▶ [Set task] Reproduce all of the material below line for line, without changing a single character.

▶ [Extracted entries]
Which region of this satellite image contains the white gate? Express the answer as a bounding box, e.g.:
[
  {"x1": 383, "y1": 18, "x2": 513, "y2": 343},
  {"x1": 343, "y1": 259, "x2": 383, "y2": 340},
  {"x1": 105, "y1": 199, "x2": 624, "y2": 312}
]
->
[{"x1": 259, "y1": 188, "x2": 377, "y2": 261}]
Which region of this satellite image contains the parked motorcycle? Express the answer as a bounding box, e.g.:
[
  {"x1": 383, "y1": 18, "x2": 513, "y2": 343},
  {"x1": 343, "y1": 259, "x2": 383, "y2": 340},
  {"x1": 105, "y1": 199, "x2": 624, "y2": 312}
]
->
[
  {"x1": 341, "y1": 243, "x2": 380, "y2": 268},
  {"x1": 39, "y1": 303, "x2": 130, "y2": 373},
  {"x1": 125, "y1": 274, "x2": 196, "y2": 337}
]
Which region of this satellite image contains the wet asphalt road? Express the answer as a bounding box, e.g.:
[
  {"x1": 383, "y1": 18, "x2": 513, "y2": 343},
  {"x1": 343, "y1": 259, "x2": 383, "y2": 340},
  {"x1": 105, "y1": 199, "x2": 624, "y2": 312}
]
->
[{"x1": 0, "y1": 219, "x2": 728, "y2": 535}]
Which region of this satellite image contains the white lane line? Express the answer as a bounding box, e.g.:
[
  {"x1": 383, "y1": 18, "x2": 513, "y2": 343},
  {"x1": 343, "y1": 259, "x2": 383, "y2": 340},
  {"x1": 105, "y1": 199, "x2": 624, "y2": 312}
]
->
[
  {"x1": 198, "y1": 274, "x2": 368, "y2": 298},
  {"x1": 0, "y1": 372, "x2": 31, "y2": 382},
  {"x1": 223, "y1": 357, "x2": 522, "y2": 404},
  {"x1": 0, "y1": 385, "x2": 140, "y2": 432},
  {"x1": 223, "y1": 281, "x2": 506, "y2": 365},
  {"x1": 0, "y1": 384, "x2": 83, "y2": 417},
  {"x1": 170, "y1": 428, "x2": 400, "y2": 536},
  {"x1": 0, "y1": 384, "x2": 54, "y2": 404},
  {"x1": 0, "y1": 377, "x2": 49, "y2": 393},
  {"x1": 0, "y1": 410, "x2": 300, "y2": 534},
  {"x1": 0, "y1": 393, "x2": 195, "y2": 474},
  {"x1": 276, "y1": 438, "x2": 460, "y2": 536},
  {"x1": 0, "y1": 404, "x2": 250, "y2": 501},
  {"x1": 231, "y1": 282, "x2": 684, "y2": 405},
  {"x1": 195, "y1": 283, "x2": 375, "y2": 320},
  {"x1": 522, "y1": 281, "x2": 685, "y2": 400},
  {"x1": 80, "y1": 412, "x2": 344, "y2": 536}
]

▶ [Answer below]
Which region of this satellite image contains the white gate? Express the answer as a bounding box, e.g.:
[
  {"x1": 383, "y1": 18, "x2": 513, "y2": 343},
  {"x1": 343, "y1": 259, "x2": 383, "y2": 340},
  {"x1": 105, "y1": 199, "x2": 624, "y2": 312}
]
->
[{"x1": 259, "y1": 188, "x2": 377, "y2": 261}]
Which region of this satellite image contains the parked motorcycle? Express the answer as a bounding box, e.g.:
[
  {"x1": 383, "y1": 18, "x2": 513, "y2": 343},
  {"x1": 343, "y1": 259, "x2": 383, "y2": 340},
  {"x1": 105, "y1": 199, "x2": 624, "y2": 312}
]
->
[
  {"x1": 341, "y1": 243, "x2": 380, "y2": 268},
  {"x1": 39, "y1": 303, "x2": 130, "y2": 373},
  {"x1": 125, "y1": 274, "x2": 196, "y2": 337}
]
Which region of this satellite image contains the wet asphalt road? Express the answer as a bounding box, e.g.:
[
  {"x1": 383, "y1": 18, "x2": 513, "y2": 343},
  {"x1": 343, "y1": 259, "x2": 383, "y2": 340},
  {"x1": 105, "y1": 199, "x2": 624, "y2": 312}
]
->
[{"x1": 0, "y1": 219, "x2": 728, "y2": 535}]
Which region of this satellite image contains the white lane line? Express the answer as a bounding box, e.g.:
[
  {"x1": 383, "y1": 18, "x2": 513, "y2": 343},
  {"x1": 343, "y1": 259, "x2": 383, "y2": 340},
  {"x1": 105, "y1": 199, "x2": 624, "y2": 312}
]
->
[
  {"x1": 198, "y1": 274, "x2": 368, "y2": 298},
  {"x1": 0, "y1": 372, "x2": 31, "y2": 382},
  {"x1": 223, "y1": 357, "x2": 522, "y2": 404},
  {"x1": 0, "y1": 385, "x2": 140, "y2": 432},
  {"x1": 223, "y1": 281, "x2": 506, "y2": 365},
  {"x1": 0, "y1": 384, "x2": 83, "y2": 417},
  {"x1": 170, "y1": 428, "x2": 400, "y2": 536},
  {"x1": 0, "y1": 384, "x2": 54, "y2": 404},
  {"x1": 0, "y1": 377, "x2": 49, "y2": 393},
  {"x1": 0, "y1": 410, "x2": 300, "y2": 534},
  {"x1": 0, "y1": 393, "x2": 195, "y2": 474},
  {"x1": 276, "y1": 438, "x2": 460, "y2": 536},
  {"x1": 0, "y1": 404, "x2": 250, "y2": 501},
  {"x1": 231, "y1": 282, "x2": 684, "y2": 405},
  {"x1": 195, "y1": 283, "x2": 375, "y2": 320},
  {"x1": 522, "y1": 281, "x2": 685, "y2": 400},
  {"x1": 80, "y1": 412, "x2": 344, "y2": 536}
]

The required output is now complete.